■ **Region labeling items**
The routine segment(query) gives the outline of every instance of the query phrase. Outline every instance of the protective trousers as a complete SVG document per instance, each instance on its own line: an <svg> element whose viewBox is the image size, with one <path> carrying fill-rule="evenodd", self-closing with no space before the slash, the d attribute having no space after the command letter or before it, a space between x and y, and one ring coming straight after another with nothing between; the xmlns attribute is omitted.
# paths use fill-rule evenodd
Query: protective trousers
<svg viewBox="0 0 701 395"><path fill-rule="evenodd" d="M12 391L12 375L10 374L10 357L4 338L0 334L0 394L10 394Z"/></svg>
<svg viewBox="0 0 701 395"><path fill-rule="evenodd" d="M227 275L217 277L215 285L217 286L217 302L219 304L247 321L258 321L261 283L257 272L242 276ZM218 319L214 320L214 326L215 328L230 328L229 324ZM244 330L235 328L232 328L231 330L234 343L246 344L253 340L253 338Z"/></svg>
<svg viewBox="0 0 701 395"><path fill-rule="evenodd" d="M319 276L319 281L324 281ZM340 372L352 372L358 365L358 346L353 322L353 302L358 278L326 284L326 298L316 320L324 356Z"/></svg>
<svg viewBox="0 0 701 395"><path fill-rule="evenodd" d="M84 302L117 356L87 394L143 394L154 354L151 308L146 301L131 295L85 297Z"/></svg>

■ **Aim of the exercise**
Copy out the records above, swapping "protective trousers" for "safety trousers" everywhere it occurs and leaving every other part untouched.

■ **Expected answer**
The routine segment(query) gives the outline of every instance of the query phrase. Outline every instance of the safety trousers as a complete SVG document per instance, each instance on its own line: an <svg> element whose viewBox is the image size, with one <path> carrying fill-rule="evenodd", self-closing with no space before the slash, the d attribute having no space after the command letter or before it, a space between x and y, and one ring coming straight after another with nothing between; the xmlns attribute is omitted.
# paths use fill-rule evenodd
Query: safety trousers
<svg viewBox="0 0 701 395"><path fill-rule="evenodd" d="M12 391L12 375L10 374L10 357L4 338L0 334L0 394L10 394Z"/></svg>
<svg viewBox="0 0 701 395"><path fill-rule="evenodd" d="M227 275L217 277L215 285L217 286L217 302L219 304L247 321L258 321L261 283L257 272L242 276ZM218 319L214 320L214 326L215 328L230 328L229 324ZM244 330L235 328L232 328L231 330L234 343L246 344L253 340L253 338Z"/></svg>
<svg viewBox="0 0 701 395"><path fill-rule="evenodd" d="M319 276L319 281L324 281ZM340 372L352 372L358 365L358 346L353 322L353 302L358 278L326 284L326 298L316 320L324 356Z"/></svg>
<svg viewBox="0 0 701 395"><path fill-rule="evenodd" d="M84 302L117 356L87 394L143 394L154 354L151 308L146 301L131 295L85 297Z"/></svg>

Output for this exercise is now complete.